-- begin Passage to read --

As it’s been about three months now, I figure it’s time for a new rendition of the Ransomology Weekly Newsletter.
As previously discussed, in order to avoid starving to death, living on the street, living on the street while starving to death, or pimping my ass; I had to get a job. Thus very little writing has been going down recently. Well…the writing of spreadsheets, strategic plans and emails has been going down in spades; but bills of quantity, annual reports, and utility consumption data, do not exactly coax out the muse, if you know what I’m saying.
Whilst I ponder what might have been, writing wise, I also must ponder the question of why depressing books inspire me so much. Maybe they’re not outright depressing, but I would not exactly call Leaving Las Vegas an uplifting story. It is in fact, quite bleak. A gambling addicted hooker teams up with a very, very sad man… who rejects her… so he can focus on his true desire – drinking himself to death. Filling one’s head with such a story does not quiiiite fit with the concept of surrounding one’s self with that which you wish to bring into your own life. But then, maybe that’s why I read bleakness, so I don’t go out there and explore bleakness myself. Doing it myself would be problematic. It would, I can say with little doubt, fail to end well.

-- end Passage to read --

Exercise A: According to the blog post, about how long has it been since the last Ransomology Weekly Newsletter?
Exercise B: Retype the part of the blog post starting at "Whilst I ponder" and ending at "to end well.".

-- begin Record set --

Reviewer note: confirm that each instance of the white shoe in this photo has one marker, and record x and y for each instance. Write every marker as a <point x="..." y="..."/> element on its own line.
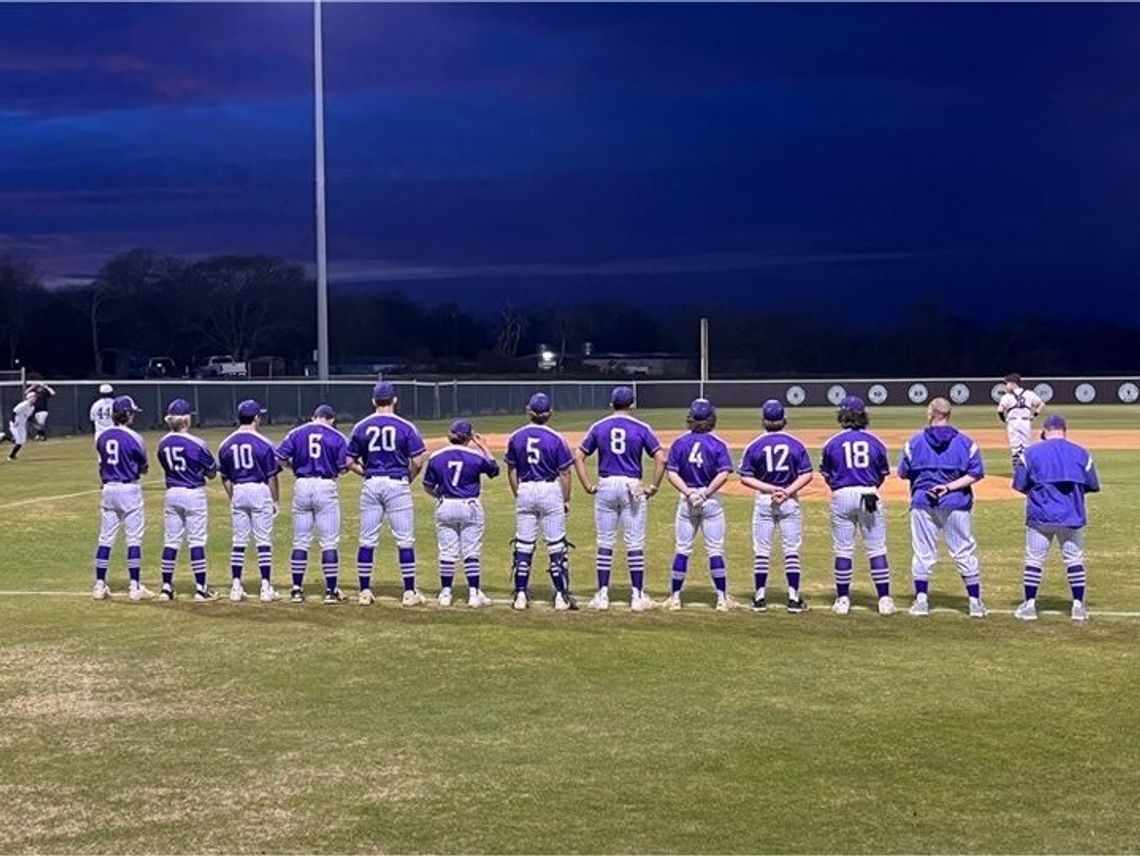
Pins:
<point x="478" y="600"/>
<point x="412" y="597"/>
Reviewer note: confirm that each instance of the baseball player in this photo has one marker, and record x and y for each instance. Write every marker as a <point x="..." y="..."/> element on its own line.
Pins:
<point x="776" y="466"/>
<point x="122" y="463"/>
<point x="942" y="464"/>
<point x="42" y="394"/>
<point x="317" y="453"/>
<point x="1055" y="477"/>
<point x="187" y="463"/>
<point x="855" y="464"/>
<point x="538" y="464"/>
<point x="454" y="477"/>
<point x="1018" y="408"/>
<point x="17" y="427"/>
<point x="100" y="408"/>
<point x="249" y="473"/>
<point x="391" y="453"/>
<point x="698" y="465"/>
<point x="620" y="498"/>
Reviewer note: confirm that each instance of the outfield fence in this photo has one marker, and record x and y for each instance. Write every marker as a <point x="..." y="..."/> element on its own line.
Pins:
<point x="290" y="401"/>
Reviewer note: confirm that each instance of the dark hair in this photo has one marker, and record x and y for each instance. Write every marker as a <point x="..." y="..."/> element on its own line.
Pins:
<point x="701" y="426"/>
<point x="853" y="420"/>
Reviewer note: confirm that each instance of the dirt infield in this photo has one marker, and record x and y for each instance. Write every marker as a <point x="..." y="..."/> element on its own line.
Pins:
<point x="894" y="489"/>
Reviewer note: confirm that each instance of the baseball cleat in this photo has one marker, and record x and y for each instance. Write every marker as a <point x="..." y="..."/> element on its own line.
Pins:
<point x="1027" y="611"/>
<point x="412" y="597"/>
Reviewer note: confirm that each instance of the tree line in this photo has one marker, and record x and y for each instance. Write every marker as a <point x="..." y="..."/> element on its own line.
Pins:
<point x="141" y="304"/>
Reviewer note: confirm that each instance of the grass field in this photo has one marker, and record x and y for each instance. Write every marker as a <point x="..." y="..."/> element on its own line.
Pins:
<point x="281" y="728"/>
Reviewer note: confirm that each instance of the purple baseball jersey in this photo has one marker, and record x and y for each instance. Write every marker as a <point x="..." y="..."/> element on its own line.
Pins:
<point x="315" y="450"/>
<point x="775" y="458"/>
<point x="454" y="472"/>
<point x="384" y="443"/>
<point x="186" y="461"/>
<point x="698" y="458"/>
<point x="620" y="440"/>
<point x="854" y="459"/>
<point x="122" y="455"/>
<point x="537" y="453"/>
<point x="246" y="457"/>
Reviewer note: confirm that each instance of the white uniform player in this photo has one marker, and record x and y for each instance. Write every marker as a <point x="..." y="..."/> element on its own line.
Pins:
<point x="1018" y="408"/>
<point x="538" y="463"/>
<point x="100" y="409"/>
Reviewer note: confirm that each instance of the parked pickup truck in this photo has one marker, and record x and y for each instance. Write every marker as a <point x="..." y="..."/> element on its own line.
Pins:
<point x="222" y="366"/>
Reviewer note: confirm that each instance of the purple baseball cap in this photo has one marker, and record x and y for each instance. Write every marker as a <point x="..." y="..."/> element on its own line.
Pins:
<point x="623" y="396"/>
<point x="124" y="404"/>
<point x="772" y="410"/>
<point x="701" y="408"/>
<point x="249" y="408"/>
<point x="539" y="402"/>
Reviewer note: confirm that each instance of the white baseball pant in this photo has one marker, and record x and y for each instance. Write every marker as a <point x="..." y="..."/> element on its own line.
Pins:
<point x="707" y="519"/>
<point x="184" y="514"/>
<point x="848" y="518"/>
<point x="955" y="528"/>
<point x="252" y="511"/>
<point x="316" y="506"/>
<point x="384" y="498"/>
<point x="767" y="519"/>
<point x="1039" y="538"/>
<point x="121" y="507"/>
<point x="459" y="529"/>
<point x="619" y="500"/>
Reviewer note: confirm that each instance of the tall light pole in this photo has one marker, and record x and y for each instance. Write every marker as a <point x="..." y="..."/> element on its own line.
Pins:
<point x="318" y="94"/>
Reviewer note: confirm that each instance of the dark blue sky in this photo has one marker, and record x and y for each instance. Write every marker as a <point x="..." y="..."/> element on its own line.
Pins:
<point x="986" y="157"/>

-- end Record set --

Correct answer A: About three months.

Correct answer B:
Whilst I ponder what might have been, writing wise, I also must ponder the question of why depressing books inspire me so much. Maybe they’re not outright depressing, but I would not exactly call Leaving Las Vegas an uplifting story. It is in fact, quite bleak. A gambling addicted hooker teams up with a very, very sad man… who rejects her… so he can focus on his true desire – drinking himself to death. Filling one’s head with such a story does not quiiiite fit with the concept of surrounding one’s self with that which you wish to bring into your own life. But then, maybe that’s why I read bleakness, so I don’t go out there and explore bleakness myself. Doing it myself would be problematic. It would, I can say with little doubt, fail to end well.